Task data
[BEGIN]

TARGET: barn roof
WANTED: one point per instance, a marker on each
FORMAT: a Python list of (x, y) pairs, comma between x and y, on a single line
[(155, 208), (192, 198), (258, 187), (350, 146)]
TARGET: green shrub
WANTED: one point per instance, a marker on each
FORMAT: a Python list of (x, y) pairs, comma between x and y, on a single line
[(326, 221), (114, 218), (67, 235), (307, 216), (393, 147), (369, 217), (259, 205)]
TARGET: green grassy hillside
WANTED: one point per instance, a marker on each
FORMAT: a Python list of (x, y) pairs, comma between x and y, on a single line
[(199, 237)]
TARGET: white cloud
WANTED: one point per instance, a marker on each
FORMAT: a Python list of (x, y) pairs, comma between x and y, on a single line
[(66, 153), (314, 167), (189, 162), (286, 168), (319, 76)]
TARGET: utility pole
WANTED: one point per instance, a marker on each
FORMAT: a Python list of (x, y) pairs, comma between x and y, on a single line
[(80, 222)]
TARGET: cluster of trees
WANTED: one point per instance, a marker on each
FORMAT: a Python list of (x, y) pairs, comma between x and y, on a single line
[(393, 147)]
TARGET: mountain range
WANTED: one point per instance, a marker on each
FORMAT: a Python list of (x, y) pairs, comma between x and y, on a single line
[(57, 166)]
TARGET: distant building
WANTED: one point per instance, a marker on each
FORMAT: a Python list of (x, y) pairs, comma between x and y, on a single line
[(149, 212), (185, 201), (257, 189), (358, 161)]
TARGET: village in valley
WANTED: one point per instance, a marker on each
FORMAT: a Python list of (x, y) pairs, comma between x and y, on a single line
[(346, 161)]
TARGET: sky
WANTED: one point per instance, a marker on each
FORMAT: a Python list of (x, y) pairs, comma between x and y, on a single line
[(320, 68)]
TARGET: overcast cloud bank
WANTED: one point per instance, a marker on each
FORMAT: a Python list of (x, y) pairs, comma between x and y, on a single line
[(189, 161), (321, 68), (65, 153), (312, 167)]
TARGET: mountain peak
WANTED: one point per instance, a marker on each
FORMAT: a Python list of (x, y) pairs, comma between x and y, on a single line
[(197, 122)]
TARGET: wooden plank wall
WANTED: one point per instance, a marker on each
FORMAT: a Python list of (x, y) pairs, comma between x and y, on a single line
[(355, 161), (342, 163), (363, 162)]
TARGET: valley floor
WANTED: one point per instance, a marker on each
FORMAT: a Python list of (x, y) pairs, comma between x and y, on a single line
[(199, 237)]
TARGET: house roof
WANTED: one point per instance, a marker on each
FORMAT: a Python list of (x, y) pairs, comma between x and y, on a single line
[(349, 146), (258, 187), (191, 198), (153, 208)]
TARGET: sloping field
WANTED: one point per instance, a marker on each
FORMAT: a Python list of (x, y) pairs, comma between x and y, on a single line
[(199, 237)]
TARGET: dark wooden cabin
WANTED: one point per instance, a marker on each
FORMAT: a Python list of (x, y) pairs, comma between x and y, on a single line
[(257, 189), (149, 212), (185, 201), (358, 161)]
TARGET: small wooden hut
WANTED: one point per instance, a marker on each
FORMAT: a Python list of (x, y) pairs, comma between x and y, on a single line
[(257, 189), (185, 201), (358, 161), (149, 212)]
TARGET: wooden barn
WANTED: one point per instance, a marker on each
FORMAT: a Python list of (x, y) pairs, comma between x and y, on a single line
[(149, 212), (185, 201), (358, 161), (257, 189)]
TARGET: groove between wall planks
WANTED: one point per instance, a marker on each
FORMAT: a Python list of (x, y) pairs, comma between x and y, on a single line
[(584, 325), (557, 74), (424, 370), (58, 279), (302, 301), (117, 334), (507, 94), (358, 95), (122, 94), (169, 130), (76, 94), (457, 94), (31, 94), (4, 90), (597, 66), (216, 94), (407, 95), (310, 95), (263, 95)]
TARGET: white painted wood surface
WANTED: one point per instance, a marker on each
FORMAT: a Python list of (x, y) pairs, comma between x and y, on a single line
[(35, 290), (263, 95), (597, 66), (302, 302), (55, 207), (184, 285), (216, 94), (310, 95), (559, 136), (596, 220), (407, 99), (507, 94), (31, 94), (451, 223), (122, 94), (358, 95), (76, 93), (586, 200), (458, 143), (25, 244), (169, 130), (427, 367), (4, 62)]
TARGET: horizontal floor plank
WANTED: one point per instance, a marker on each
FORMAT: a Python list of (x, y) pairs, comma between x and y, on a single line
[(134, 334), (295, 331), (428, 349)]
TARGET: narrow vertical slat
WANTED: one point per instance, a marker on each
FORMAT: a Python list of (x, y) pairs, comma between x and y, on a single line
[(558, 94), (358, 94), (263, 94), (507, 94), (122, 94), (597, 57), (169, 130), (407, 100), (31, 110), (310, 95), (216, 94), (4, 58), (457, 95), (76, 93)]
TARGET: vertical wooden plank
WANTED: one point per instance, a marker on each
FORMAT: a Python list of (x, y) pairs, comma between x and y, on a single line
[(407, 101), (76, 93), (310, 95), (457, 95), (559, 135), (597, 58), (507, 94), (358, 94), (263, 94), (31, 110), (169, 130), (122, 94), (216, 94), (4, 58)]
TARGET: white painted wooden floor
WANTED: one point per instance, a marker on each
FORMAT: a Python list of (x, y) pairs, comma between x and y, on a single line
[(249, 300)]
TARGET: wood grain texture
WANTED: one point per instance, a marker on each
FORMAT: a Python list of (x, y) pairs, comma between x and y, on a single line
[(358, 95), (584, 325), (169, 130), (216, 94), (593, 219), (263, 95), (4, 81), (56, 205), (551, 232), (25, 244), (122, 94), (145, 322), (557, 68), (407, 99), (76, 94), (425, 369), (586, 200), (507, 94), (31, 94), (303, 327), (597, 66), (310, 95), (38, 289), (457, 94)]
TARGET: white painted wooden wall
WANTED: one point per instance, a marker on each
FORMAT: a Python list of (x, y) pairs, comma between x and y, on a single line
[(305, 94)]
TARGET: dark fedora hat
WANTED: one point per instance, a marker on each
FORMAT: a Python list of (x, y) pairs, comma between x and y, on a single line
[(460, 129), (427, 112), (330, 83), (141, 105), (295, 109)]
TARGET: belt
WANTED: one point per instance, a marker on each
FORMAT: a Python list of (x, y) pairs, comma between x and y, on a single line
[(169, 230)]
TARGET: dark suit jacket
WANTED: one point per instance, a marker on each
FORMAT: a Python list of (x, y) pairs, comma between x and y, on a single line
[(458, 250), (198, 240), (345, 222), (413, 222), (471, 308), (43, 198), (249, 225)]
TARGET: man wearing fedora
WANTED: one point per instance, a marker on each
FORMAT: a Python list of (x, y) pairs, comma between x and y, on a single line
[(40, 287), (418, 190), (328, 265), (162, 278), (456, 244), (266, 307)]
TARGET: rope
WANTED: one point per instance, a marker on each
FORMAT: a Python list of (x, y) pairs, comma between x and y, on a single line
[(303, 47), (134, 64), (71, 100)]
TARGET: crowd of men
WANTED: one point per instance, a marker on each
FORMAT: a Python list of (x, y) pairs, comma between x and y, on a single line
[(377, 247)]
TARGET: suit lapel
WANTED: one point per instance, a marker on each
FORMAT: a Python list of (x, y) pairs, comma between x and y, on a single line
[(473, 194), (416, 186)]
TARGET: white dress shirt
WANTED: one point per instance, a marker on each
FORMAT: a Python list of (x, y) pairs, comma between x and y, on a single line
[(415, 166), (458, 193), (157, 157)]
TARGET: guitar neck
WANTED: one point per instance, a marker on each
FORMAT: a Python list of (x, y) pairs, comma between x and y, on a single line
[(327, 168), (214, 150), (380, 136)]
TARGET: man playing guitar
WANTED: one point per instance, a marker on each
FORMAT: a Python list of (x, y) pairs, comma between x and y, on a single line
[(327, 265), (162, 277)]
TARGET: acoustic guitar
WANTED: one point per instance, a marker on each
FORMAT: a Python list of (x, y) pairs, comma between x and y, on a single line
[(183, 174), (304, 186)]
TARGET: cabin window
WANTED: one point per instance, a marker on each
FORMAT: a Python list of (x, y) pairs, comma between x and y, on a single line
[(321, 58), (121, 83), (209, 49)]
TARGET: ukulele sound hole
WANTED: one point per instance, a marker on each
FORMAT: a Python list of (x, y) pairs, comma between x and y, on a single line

[END]

Written instruction
Return the lines from the line containing "TARGET: distant building" up to and including the line containing "[(320, 68)]", copied exactly.

Written answer
TARGET: distant building
WANTED: one point per instance, a marker on each
FORMAT: a Python list of (x, y) pairs, comma between x and y, on a single line
[(149, 212), (185, 201), (257, 189), (358, 161)]
TARGET: village in valley
WANTED: one point per instance, a marker on each
FORMAT: a Python list of (x, y) pairs, comma between x and y, on a single line
[(346, 161)]
TARGET: sky
WANTED: one point per instance, a marker on each
FORMAT: a Python list of (x, y) pairs, comma between x and y, on a single line
[(320, 68)]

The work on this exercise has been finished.